> [EXCERPT PROVIDED]
My Father’s House
Joseph O’Connor
Harvill Secker, £20, 288 pages
We know that Delia Kiernan means business, because she is driving a diplomatic car at speed through Rome in the middle of a foul night in December 1943. We know that Hugh O’Flaherty means business because he threatens to beat up a hospital orderly even though he is a priest. We know that the orderly means business because he refuses to treat the figlio di puttana Nazi that they have brought to his hospital, until O’Flaherty turns violent. We know that the seriously ill patient means – or at least once meant – business because he is not a Nazi at all but Major Sam Derry, a Royal Artilleryman and escaped prisoner of war.
All this we discover in the first four pages of My Father’s House, the latest offering from bestselling Dubliner Joseph O’Connor (Cowboys & Indians, Star of the Sea). The breathless introduction sets the scene for the nuances that follow, as the many mansions implied by the title quickly crystallise into shades and complications of faith and fatherland, and into liminalities of motive and mission. They lead into other metaphorical chambers as the story progresses, and are not limited to time or space. The action flits from the present moment to fictional observations in the following decades, as if dusty documents in forbidden archives have finally given up their secrets.
O’Flaherty is as Irish as a potato – in the depths of war he says Mass for his parents back in Killarney – and a Catholic, obviously. The unnamed Italian orderly is also a Catholic who, when he realises his mistake, crosses himself, pleads ignorance and begs forgiveness: “I did not know.” O’Flaherty orders him to confession, so while willing to punch him in the face he cares for his soul as well. Kiernan is likely to be a Catholic, or at least married to one, for it is not immediately obvious to which legation her husband is attached. Derry’s name sounds like he may or may not be a Catholic, and comes with evocative undertones of nationality and sectarianism.
Derry’s name is in fact not O’Connor’s choice at all. The real-life Sam Derry authored The Rome Escape Line, which appeared in 1960. O’Flaherty is real as well, and so is Kiernan – her husband was (of course) the Irish ambassador to Rome between 1941 and 1947. She was better known in her own right as the singer Delia Murphy, which soon becomes relevant. A choir meets to practise chamber music; those not singing at any time use the cover of the sound of the others to discuss their plans to keep the escape line running. They are joined by the aristocratic Sir D’Arcy Osborne, the actual British ambassador to the Holy See (who died as the 12th and last Duke of Leeds) and a cast of others – both fictional and real – including an angry cameo appearance from Pope Pius XII.

> [RECORDS PROVIDED]
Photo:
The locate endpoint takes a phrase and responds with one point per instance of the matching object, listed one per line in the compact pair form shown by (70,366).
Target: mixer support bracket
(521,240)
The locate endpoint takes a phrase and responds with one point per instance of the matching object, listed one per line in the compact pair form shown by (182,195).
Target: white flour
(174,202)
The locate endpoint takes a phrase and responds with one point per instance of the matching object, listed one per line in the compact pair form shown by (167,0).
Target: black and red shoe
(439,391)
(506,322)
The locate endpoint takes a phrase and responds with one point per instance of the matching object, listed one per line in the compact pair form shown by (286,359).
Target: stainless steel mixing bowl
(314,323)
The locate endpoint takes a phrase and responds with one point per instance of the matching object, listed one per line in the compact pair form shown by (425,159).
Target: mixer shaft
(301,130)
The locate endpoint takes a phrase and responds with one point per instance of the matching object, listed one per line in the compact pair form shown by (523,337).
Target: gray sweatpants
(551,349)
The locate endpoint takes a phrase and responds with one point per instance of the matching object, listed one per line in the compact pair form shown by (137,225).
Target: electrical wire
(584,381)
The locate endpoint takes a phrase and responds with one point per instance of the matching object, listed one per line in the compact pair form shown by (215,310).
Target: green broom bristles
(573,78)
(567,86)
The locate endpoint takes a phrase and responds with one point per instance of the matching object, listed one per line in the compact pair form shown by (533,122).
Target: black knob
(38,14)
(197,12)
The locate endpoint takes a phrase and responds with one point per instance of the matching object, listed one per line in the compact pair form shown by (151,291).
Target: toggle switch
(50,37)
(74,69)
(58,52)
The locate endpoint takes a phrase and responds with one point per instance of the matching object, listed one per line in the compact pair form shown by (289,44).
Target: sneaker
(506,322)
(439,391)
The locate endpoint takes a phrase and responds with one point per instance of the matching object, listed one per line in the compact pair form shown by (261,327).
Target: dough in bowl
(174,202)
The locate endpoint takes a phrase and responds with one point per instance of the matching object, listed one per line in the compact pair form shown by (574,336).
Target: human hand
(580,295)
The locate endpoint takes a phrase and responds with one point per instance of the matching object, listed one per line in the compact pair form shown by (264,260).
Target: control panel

> [TASK TO CARRY OUT]
Reproduce the review word for word, beginning at "O’Flaherty is as" and stopping after "nationality and sectarianism.". The rows bear no relation to the review.

> [SOLUTION BELOW]
O’Flaherty is as Irish as a potato – in the depths of war he says Mass for his parents back in Killarney – and a Catholic, obviously. The unnamed Italian orderly is also a Catholic who, when he realises his mistake, crosses himself, pleads ignorance and begs forgiveness: “I did not know.” O’Flaherty orders him to confession, so while willing to punch him in the face he cares for his soul as well. Kiernan is likely to be a Catholic, or at least married to one, for it is not immediately obvious to which legation her husband is attached. Derry’s name sounds like he may or may not be a Catholic, and comes with evocative undertones of nationality and sectarianism.